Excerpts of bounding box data
★ ★ ★ ★ ★
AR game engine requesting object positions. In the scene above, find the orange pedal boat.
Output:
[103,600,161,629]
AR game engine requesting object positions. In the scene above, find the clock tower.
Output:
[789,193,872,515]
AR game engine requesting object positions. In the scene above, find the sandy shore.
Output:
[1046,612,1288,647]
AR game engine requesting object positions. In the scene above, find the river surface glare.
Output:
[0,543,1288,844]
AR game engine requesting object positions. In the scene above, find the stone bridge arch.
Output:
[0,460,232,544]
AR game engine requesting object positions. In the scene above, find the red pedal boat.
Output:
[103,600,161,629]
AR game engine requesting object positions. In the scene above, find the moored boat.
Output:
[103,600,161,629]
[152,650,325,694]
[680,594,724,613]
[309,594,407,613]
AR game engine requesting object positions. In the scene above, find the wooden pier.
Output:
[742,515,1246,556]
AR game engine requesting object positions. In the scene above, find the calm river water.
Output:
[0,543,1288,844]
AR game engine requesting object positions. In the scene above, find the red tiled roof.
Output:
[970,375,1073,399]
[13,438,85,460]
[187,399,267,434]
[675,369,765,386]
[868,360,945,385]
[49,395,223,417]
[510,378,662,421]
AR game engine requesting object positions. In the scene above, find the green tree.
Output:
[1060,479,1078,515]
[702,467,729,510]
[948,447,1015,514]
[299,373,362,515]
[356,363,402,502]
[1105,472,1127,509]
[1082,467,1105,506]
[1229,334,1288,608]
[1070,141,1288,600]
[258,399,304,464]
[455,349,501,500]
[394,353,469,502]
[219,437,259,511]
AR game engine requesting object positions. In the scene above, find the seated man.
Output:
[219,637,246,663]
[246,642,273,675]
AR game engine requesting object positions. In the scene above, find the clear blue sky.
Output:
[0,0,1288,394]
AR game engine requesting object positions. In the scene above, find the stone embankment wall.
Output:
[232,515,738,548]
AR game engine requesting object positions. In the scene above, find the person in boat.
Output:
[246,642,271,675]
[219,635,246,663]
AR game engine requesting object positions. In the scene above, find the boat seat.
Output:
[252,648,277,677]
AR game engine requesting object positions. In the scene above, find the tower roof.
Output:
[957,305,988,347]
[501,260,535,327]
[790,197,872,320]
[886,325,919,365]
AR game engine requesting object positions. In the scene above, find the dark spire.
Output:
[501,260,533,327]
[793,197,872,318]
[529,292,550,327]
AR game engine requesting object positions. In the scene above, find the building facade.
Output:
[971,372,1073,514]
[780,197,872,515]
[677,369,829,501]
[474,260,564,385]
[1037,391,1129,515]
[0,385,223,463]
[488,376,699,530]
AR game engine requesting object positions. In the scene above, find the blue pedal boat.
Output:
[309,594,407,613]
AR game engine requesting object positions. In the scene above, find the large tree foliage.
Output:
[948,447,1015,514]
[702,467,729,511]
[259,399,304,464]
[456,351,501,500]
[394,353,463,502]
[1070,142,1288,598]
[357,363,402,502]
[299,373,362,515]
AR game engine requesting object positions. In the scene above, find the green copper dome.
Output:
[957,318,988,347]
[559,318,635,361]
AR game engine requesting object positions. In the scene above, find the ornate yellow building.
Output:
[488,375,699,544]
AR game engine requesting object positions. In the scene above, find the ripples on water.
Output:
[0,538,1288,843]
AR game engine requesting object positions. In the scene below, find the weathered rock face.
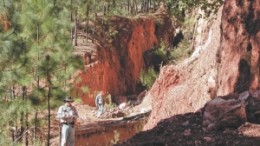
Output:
[203,91,249,131]
[217,0,260,95]
[75,15,174,105]
[145,0,260,129]
[144,7,221,130]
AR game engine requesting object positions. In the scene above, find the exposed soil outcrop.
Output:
[145,0,260,129]
[145,7,221,130]
[217,0,260,95]
[75,14,174,105]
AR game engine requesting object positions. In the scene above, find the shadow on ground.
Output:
[116,112,260,146]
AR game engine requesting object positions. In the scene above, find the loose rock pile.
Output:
[203,90,260,131]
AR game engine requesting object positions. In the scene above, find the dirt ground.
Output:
[117,112,260,146]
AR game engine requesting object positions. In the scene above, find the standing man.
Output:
[57,97,78,146]
[95,91,106,117]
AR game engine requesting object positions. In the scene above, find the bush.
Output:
[140,67,158,88]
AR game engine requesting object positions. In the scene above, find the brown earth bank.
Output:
[145,0,260,130]
[74,14,174,106]
[116,112,260,146]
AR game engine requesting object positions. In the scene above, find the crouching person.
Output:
[57,97,78,146]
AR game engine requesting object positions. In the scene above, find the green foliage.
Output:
[140,68,158,88]
[170,39,191,62]
[81,86,89,94]
[164,0,223,22]
[155,41,167,58]
[105,94,117,109]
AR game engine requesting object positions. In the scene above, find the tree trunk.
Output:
[22,86,29,146]
[33,111,38,146]
[46,55,52,146]
[74,10,78,46]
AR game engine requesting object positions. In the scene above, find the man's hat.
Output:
[64,96,73,102]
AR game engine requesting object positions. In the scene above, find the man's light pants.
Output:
[97,104,103,117]
[61,124,75,146]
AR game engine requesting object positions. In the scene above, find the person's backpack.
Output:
[97,94,102,104]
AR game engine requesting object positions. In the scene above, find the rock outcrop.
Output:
[217,0,260,95]
[145,0,260,130]
[144,6,221,130]
[75,14,174,105]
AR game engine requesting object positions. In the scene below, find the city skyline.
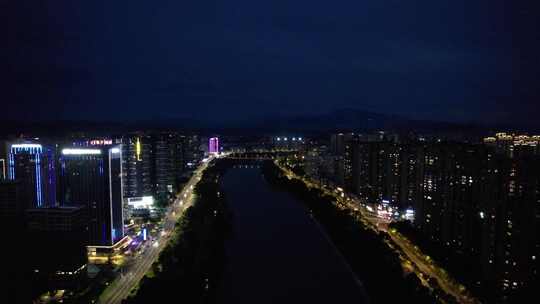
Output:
[1,0,539,125]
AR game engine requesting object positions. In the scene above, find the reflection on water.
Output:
[219,165,365,304]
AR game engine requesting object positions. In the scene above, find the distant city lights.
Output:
[62,149,101,155]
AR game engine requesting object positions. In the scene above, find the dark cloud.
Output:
[0,0,540,126]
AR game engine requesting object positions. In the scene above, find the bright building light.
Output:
[135,137,141,161]
[62,149,101,155]
[11,144,41,149]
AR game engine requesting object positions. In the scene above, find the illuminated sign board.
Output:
[62,149,101,155]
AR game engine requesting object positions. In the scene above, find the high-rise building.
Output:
[59,145,124,246]
[25,206,87,289]
[8,143,56,208]
[208,137,219,154]
[122,134,154,198]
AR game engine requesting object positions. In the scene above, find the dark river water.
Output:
[219,168,367,304]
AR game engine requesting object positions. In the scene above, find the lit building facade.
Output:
[59,145,124,246]
[208,137,219,154]
[7,143,56,208]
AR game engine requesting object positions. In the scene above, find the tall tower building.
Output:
[208,137,219,154]
[7,143,56,208]
[122,134,153,198]
[59,145,124,246]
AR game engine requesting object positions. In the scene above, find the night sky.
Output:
[0,0,540,124]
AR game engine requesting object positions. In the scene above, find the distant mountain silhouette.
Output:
[0,109,538,135]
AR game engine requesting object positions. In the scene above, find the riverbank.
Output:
[263,162,442,303]
[123,159,230,304]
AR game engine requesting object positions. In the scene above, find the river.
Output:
[218,168,367,304]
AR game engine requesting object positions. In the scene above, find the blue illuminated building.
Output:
[8,143,56,208]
★ ★ ★ ★ ★
* **Aim of the task**: Please rewrite every line of the listing between the lines holding "the tree trunk." and "[1,0,539,125]", inclusive, scaling each bounding box coordinate by 1.6 and rounding it to a whole number, with halves rounded up. Keep all the other wording of those lines unchanged, and leave the pictures out.

* **Result of this exercise**:
AR game engine requesting object positions. In the scene above, find the tree trunk.
Output:
[35,138,46,234]
[53,178,61,234]
[74,88,83,234]
[118,16,125,74]
AR game engine requesting object positions. In the scene above, find the man's hat.
Output:
[102,154,117,163]
AR game engine requesting object positions. In the scene above, find the man's light pants.
Output:
[155,166,165,187]
[98,198,120,234]
AR game engine requesting object positions. In the scene above, find the person's backpack.
Output:
[155,150,163,166]
AR game engine requesting object positions. In the scene above, find the rock outcrop.
Output:
[347,0,416,152]
[232,0,416,208]
[230,10,354,208]
[120,22,278,168]
AR game engine requesting object positions. In the scene below, find the city skyline.
Output:
[2,0,862,200]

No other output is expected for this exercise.